*WHAT NEEDS TO BE DONE:* Transcribe the portion of the article on Cargill's third-quarter earnings between "To make matters" and "a year earlier.", inclusive.

*EXTRACT PROVIDED:*
++++++++

China’s corn rejection and a harsh winter crimped earnings at the company.
The ugly U.S. winter dealt a blow to Cargill Inc.’s third-quarter profits, as unusually harsh weather caused a major trading loss in electrical power markets while slowing down grain train service in the Midwest.
To make matters worse, China’s ban on certain U.S. corn imports fouled up Cargill’s grain export business, also crimping quarterly earnings, which altogether were down 28 percent from a year earlier.
Minnetonka-based Cargill, one of the world’s largest privately held companies, Tuesday reported net earnings of $319 million for the three months ending Feb. 28, compared with $445 million in the same period a year ago. Third-quarter revenue was $32 billion, essentially even with a year ago.
Cargill, whose holdings run from road salt to sugar trading, saw operational improvements in key businesses. However, “external events affected our quarterly results,” CEO David MacLennan said in a statement.

++++++++

*RECORD LIST:*
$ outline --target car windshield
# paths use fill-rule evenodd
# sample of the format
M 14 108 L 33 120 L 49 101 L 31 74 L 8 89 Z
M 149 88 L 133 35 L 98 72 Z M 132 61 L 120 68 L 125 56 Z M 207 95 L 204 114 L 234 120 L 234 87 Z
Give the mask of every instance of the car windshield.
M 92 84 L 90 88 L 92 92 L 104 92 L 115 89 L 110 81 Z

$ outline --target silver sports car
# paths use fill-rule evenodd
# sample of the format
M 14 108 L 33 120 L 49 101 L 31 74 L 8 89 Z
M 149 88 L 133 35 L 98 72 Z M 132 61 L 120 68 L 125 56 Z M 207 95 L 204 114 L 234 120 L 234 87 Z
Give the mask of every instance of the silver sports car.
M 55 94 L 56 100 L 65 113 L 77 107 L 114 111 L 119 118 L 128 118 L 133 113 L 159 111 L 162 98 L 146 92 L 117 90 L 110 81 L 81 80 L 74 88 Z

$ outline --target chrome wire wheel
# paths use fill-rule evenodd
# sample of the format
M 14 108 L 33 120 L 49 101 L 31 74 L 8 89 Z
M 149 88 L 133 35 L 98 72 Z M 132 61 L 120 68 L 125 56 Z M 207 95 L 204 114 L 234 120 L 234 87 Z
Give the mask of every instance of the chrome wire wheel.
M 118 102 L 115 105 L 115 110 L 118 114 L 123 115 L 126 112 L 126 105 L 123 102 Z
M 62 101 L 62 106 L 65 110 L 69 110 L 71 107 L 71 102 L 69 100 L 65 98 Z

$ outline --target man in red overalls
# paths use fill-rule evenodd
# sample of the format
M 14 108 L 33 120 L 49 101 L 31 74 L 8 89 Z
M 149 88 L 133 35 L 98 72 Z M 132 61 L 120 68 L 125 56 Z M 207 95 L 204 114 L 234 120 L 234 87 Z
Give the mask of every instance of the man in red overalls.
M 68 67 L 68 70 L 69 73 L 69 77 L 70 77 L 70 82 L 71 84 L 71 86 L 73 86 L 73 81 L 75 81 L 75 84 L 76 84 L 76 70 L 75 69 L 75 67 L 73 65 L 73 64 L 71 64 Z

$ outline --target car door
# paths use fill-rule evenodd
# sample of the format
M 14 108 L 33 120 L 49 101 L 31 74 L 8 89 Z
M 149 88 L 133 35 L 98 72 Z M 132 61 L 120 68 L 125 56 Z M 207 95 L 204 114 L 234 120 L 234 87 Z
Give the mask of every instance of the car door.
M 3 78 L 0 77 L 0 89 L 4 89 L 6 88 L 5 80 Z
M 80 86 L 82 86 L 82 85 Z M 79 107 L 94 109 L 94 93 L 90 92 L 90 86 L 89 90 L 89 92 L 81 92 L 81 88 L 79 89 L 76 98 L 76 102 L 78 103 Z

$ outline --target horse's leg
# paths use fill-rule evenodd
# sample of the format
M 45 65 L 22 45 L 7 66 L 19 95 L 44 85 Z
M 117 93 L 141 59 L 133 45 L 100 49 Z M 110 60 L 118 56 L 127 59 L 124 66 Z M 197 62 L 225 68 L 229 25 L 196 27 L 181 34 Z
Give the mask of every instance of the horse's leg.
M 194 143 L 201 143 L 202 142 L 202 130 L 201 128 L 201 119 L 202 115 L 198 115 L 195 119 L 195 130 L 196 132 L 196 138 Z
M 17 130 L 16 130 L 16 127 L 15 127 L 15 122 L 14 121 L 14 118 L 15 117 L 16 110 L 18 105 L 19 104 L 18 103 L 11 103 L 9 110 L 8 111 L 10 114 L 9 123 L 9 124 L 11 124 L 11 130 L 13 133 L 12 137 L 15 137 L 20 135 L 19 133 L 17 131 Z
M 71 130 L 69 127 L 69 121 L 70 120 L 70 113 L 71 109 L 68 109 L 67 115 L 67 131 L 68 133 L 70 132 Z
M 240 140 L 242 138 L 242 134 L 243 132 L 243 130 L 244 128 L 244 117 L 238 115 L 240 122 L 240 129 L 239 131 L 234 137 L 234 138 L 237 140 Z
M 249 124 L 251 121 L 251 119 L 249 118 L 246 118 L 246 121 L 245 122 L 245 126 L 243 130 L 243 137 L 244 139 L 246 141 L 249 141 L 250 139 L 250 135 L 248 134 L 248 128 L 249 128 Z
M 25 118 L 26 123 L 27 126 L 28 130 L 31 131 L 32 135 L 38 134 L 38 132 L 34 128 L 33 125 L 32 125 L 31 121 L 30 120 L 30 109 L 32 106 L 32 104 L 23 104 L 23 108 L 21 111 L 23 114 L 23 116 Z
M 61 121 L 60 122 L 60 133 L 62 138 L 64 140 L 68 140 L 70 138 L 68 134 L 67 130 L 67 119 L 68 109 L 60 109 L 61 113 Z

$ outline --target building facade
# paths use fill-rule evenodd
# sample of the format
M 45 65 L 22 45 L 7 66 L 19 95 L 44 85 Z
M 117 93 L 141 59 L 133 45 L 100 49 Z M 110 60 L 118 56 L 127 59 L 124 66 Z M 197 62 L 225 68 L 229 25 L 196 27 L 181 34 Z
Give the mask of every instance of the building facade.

++++++++

*REPLY TO THE TASK:*
To make matters worse, China’s ban on certain U.S. corn imports fouled up Cargill’s grain export business, also crimping quarterly earnings, which altogether were down 28 percent from a year earlier.